= Document passage =
=-=-=

Divan: Object of Section 6A is discriminatory

Divan stated that he “endeavours to attack the classification [under Section 6A] itself” contending that Section 6A violates Article 14 of the Constitution. He relied on the test of reasonable classification, stating that any classification under a statute must be related to the object of the statute. 

Noting the state-specific nature of the provision, Divan argued that the object with which the provision was enacted was discriminatory. He relied on Nagpur Improvement Trust v Vithal Rao (1972) where a seven-judge Bench held that no statute can survive the test of classification if the object itself is discriminatory. He emphasised that Assam was “singled out” despite the presence of illegal immigrants in other border states, namely, West Bengal, Meghalaya, Tripura, etc. Moreover, he pointed out that non-border states like Bihar, Maharashtra, and Rajasthan also face issues with illegal immigrants. 

Divan repeated his argument from yesterday that any law arising from a “political settlement” must follow the mandate of the Constitution, adding that any such settlement is not a sufficient basis for classification. Chief Justice D.Y. Chandrachud asked whether Parliament was bound to make a provision such as Section 6A for all persons similarly situated as Assam for the provision to be valid. Can Parliament not make a state-specific law in the interest of “maintaining peace in a state driven by strife?” he asked. 

CJI Chandrachud inquired whether Divan would present a similar argument on discrimination had Section 6A applied to other states too. Divan responded in the negative, contending that the people of Assam would not be directly impacted in such a situation.

Divan highlighted that an illegal migrant who enters a state other than Assam is subject to arrest, detention, deportation, or criminal prosecution under the Foreigners Act, 1946 and the Passport (Entry into India) Act, 1920, arguing that there is a “palpable arbitrariness” in having different laws for different states. In the petitioners’ written submission, they added that “non-identification of the foreigners has forced them to stay permanently in the state of Assam out of fear from detection and deportation in other states.”

Divan argued that Section 6A violates crucial aspects of Article 21, including the protection of community rights, the right to self-governance, and severely “undermines economic, social, and political aspirations” of the community residing in Assam. Section 6A operates to “severely abridge” the rights granted under Article 29 of the Constitution to all citizens to conserve their distinct language, script and culture. The Union has a duty to protect Assam from internal disturbances under Article 355. In his view, Section 6A has the potential to lead to internal disturbances, he said.

Divan: Illegal immigrants encouraged to stay in Assam

Section 6A fixes two cut-off dates for non-citizen persons of Indian origin. Section 6A(2) provides that all persons who came before 1 January 1966 from Bangladesh and who are “ordinary residents” or persons who have been residing in Assam without a “serious break” since their entry shall be deemed to be citizens of India from 1 January 1966. Meanwhile, 6A(3) provides that every person of Indian origin who came to Assam between 1 January 1966 and 25 March 1971 from Bangladesh and has, since the date of his entry into Assam, been ordinarily resident in Assam and has been detected to be a foreigner, shall register himself as per the Rules made by the Union Government.

The petitioners submitted that Section 6A has no mechanism to determine who may be considered as being of “Indian origin” or an “Ordinary Resident” of Assam. This has resulted in citizenship for an unspecified number of illegal immigrants, he argued.

=-=-=

= Exercise 1 =
Answer these questions from the report on the Section 6A arguments:
(a) Which case did Divan cite in which a seven-judge Bench held that no statute can survive the test of classification if its object is discriminatory?
(b) Under which two Acts is an illegal migrant entering a state other than Assam subject to arrest, detention, deportation, or criminal prosecution?
(c) Between which two dates must a person have come to Assam from Bangladesh to fall under Section 6A(3)?
= Exercise 2 =
Carry on the report on the Section 6A arguments from its last sentence.

= Provided information =
=-=-=

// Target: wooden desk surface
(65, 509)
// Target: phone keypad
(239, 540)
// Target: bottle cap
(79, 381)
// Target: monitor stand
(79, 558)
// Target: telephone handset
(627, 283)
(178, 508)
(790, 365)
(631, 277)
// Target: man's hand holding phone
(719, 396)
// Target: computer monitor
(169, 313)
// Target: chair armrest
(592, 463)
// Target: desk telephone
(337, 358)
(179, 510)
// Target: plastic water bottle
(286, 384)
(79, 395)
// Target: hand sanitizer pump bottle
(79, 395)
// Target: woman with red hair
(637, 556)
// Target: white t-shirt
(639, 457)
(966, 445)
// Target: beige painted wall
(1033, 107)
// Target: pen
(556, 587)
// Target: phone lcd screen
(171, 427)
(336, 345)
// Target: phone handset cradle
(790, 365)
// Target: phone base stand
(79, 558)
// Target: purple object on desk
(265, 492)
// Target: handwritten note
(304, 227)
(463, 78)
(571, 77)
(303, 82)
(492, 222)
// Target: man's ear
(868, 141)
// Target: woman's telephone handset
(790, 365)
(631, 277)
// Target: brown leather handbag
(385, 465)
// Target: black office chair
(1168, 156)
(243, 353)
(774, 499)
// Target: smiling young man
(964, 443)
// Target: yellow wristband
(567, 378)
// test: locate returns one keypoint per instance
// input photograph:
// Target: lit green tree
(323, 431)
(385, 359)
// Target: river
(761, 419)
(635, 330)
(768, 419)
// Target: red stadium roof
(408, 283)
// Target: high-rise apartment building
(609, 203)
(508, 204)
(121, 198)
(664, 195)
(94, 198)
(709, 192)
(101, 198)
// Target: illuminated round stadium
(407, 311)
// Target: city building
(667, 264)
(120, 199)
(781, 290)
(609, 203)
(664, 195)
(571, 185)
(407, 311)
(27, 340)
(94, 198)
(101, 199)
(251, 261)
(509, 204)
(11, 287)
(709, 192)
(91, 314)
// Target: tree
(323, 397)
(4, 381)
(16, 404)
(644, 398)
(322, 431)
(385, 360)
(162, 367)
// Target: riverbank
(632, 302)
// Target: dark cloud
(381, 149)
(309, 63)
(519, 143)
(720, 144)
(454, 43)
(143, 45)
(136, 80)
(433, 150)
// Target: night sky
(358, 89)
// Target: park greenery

=-=-=

= Expected output 1 =
(a) Nagpur Improvement Trust v Vithal Rao (1972)
(b) The Foreigners Act, 1946 and the Passport (Entry into India) Act, 1920
(c) Between 1 January 1966 and 25 March 1971

= Expected output 2 =
Divan also argued that the provision does not set down a timeline for detection of foreigners by the Foreigners Tribunal, a precondition for acquiring citizenship by registration under Section 6A. Without any time frame for completing the process of detection and registration, “illegal migrants are incentivised to stay in Assam in violation of the law”.

He highlighted that a person identified as a foreigner who registers according to the rules made by the Union government is accorded the same rights and obligations as a citizen of India, albeit with no right to vote for 10 years from detection. After the expiry of this period, such a person is deemed to be a citizen for all purposes, according to 6A(5). 

Petitioners: Section 6A indirectly amends the Constitution

Choudhury argued that Article 6 of the Constitution of India has already recognized 19 July 1948, as the date for the recognition of citizenship for persons entering from Pakistan. In contrast, Section 6A confers automatic citizenship upon immigrants who entered India from Bangladesh before 1 January 1966, offering a different date than what is laid down in the Constitution. A similar viewpoint was shared by Divan who asserted that Section 6A constitutes new legislation conflicting with an “extant constitutional provision.”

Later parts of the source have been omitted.